(Items listed in a dataset)
————
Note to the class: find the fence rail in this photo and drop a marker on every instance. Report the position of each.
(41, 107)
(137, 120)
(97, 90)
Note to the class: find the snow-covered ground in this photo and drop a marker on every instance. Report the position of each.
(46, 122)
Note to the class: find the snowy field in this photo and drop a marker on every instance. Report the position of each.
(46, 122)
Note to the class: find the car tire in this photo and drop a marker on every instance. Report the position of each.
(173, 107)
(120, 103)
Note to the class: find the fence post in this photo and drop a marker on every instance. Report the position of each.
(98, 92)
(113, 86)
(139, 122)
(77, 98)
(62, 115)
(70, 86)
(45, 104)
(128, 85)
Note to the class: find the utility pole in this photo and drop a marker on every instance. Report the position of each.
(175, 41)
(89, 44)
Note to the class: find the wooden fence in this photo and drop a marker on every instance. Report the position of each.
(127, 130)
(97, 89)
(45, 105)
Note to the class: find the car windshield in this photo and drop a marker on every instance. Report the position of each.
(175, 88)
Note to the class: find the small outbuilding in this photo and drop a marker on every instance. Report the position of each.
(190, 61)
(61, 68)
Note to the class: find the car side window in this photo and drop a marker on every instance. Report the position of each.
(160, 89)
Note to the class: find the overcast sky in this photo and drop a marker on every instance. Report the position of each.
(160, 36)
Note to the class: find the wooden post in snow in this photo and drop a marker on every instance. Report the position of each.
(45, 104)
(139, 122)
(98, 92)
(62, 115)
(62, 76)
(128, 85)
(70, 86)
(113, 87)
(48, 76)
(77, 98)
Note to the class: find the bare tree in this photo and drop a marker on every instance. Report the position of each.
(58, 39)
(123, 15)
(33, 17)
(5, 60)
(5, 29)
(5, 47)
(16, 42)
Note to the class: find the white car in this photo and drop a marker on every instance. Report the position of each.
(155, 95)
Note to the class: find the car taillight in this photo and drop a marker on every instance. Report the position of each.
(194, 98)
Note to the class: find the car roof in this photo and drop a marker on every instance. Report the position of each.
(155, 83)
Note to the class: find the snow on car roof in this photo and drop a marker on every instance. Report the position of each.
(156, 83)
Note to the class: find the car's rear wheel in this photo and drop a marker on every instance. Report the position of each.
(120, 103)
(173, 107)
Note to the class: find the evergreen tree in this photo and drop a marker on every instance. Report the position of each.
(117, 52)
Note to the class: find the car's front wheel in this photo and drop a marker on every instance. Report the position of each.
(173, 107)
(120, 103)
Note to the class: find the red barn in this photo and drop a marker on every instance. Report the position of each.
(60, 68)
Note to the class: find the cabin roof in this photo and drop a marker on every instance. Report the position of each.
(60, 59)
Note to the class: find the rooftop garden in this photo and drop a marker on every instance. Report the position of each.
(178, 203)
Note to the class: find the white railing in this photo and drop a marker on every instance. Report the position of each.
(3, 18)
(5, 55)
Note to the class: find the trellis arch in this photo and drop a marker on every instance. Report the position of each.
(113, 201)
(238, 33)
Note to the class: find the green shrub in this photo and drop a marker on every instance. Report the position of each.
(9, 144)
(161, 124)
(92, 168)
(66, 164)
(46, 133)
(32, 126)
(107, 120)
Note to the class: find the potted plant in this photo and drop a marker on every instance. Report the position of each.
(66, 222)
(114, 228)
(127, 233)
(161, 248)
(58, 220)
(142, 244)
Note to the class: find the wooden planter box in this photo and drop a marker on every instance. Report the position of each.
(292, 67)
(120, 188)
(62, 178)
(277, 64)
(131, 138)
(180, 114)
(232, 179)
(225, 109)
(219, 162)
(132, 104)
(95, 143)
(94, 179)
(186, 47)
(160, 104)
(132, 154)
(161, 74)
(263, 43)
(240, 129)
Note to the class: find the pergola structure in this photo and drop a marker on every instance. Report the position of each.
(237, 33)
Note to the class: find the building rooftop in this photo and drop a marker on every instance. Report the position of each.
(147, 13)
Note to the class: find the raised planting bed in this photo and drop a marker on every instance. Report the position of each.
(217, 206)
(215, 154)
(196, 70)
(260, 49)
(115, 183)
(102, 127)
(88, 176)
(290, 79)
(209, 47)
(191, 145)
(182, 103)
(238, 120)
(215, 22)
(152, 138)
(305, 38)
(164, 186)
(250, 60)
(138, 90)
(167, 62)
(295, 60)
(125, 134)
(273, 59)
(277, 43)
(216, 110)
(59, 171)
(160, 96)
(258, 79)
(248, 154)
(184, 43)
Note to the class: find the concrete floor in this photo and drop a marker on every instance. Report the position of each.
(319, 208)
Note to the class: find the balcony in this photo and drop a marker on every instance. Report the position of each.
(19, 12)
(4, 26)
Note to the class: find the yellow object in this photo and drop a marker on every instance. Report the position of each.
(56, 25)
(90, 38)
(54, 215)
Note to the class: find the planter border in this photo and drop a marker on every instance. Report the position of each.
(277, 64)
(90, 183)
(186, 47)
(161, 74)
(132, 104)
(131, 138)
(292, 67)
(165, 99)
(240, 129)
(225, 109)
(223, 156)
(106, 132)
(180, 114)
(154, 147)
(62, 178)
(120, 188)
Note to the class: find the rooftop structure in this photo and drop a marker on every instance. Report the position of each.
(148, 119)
————
# The problem
All records above must be returned exactly as they appear.

# Result for this task
Note to the class: find the fence rail in this photo and drop a marker on every instance. Report the position of each.
(41, 107)
(137, 120)
(97, 90)
Note to the class: find the snow-covered ground in this photo and drop a marker on every instance. Report the position of each.
(46, 122)
Note to the class: find the snowy field in this photo and drop a marker on every instance. Report the position of each.
(46, 122)
Note to the class: find the car tire in this photo and drop a marker on every instance. Report the position of each.
(173, 107)
(120, 103)
Note to the class: find the fence post in this photo and drop a marker on every instance. Report the position of each.
(98, 92)
(113, 86)
(139, 122)
(77, 98)
(62, 115)
(70, 86)
(45, 104)
(128, 85)
Note to the class: find the utility pole in this photo and drop a marker on every instance. Report the position of each.
(175, 41)
(89, 44)
Note to the class: find the wooden fence in this photo and drop a marker on every instance. Report the position of each.
(127, 130)
(97, 89)
(45, 105)
Note to the class: find the car windshield in this photo and drop a marker on every instance. Report the position of each.
(175, 88)
Note to the class: find the small outbuilding in this photo and drop a marker on every instance. Report the position of each.
(190, 61)
(61, 68)
Note to the class: find the car side window in this photo and drop a marker on every instance. Report the position of each.
(160, 89)
Note to the class: find the overcast sky in this photo and drop a marker on every instance. Report the position of each.
(160, 36)
Note to the class: find the wooden post in snow in this photo and drop a marker on every instance. Report the position of each.
(45, 104)
(139, 122)
(98, 92)
(62, 115)
(62, 76)
(128, 85)
(70, 86)
(113, 87)
(48, 76)
(77, 98)
Note to the class: find the bare tree in this photo and drop a marker on every instance. Report the position of each.
(58, 39)
(123, 15)
(33, 17)
(5, 60)
(5, 29)
(5, 47)
(16, 42)
Note to the class: find the white car in this photo and drop a marker on every instance. Report the position of each.
(155, 95)
Note to the class: find the car taillight in this photo and drop a marker on every instance. Report the position of each.
(194, 98)
Note to the class: find the car roof in this photo and drop a marker on every instance. Report the position of each.
(155, 83)
Note to the class: find the snow on car roof in this photo and drop a marker on every instance. Report the position of each.
(156, 83)
Note to the class: find the car's rear wheel in this photo and drop a marker on every instance. Report the position of each.
(120, 103)
(173, 107)
Note to the class: find the evergreen tree in this photo and drop a marker on every instance. Report the position of each.
(117, 52)
Note to the class: find the car's front wheel in this photo and drop a marker on every instance. Report the position of each.
(173, 107)
(120, 103)
Note to the class: find the red barn in this photo and drop a marker on every instance. Report the position of each.
(60, 68)
Note to the class: find the cabin roof in this photo and drop a marker on every instance. Report the position of each.
(60, 59)
Note to the class: find the rooftop garden in this photo and drop a marker on every instance. Report the position of each.
(178, 203)
Note to the class: find the white railing in this photo and drop a marker on every instance. Report the position of each.
(3, 18)
(5, 55)
Note to the class: find the trellis arch in this photo and drop a marker on every instance. Report the position of each.
(113, 201)
(238, 33)
Note to the class: find the green shrub in this photo and drop a marker on every instance. Report the position of each.
(9, 144)
(161, 124)
(92, 168)
(66, 164)
(46, 133)
(32, 126)
(107, 120)
Note to the class: find the potted plant in this photo and drop a marker on every instance. Report the position of each.
(66, 222)
(114, 228)
(127, 233)
(161, 248)
(58, 220)
(142, 244)
Note to the class: find the wooden planter box in this photo and drop a marker on every instance. Report the position of each.
(292, 67)
(120, 188)
(62, 178)
(277, 64)
(131, 138)
(180, 114)
(232, 179)
(225, 109)
(219, 162)
(132, 104)
(95, 143)
(94, 179)
(186, 47)
(160, 104)
(132, 154)
(161, 74)
(263, 43)
(240, 129)
Note to the class: find the pergola structure in this photo and drop a marker on every instance. Report the position of each.
(237, 33)
Note to the class: find the building rooftop in this photo and drop a marker on every instance. Report the position of each.
(147, 13)
Note to the class: find the raised planting bed in this photo and drop a marker on every instance. Report the position of each.
(217, 206)
(215, 154)
(196, 70)
(260, 49)
(115, 183)
(102, 127)
(88, 176)
(290, 79)
(209, 47)
(191, 145)
(182, 103)
(238, 120)
(215, 22)
(152, 138)
(305, 38)
(164, 186)
(250, 60)
(138, 90)
(167, 62)
(295, 60)
(125, 134)
(273, 59)
(277, 43)
(216, 110)
(59, 171)
(160, 96)
(258, 79)
(248, 154)
(184, 43)
Note to the class: find the concrete floor in this photo and drop a marker on every instance. Report the position of each.
(319, 208)
Note to the class: find the balcony in this photo and drop a marker on every instance. Report the position of each.
(19, 12)
(4, 26)
Note to the class: find the yellow object in this photo and drop a marker on every instance. Report the position of each.
(56, 25)
(90, 38)
(54, 215)
Note to the class: find the planter border in this photo and drop a marker on every instance. Report the position of each.
(277, 64)
(90, 183)
(186, 47)
(161, 74)
(132, 104)
(131, 138)
(292, 67)
(165, 99)
(240, 129)
(225, 109)
(223, 156)
(106, 132)
(180, 114)
(154, 147)
(62, 178)
(120, 188)
Note to the class: find the rooftop structure in this photo and drop a marker on every instance. Report the position of each.
(148, 119)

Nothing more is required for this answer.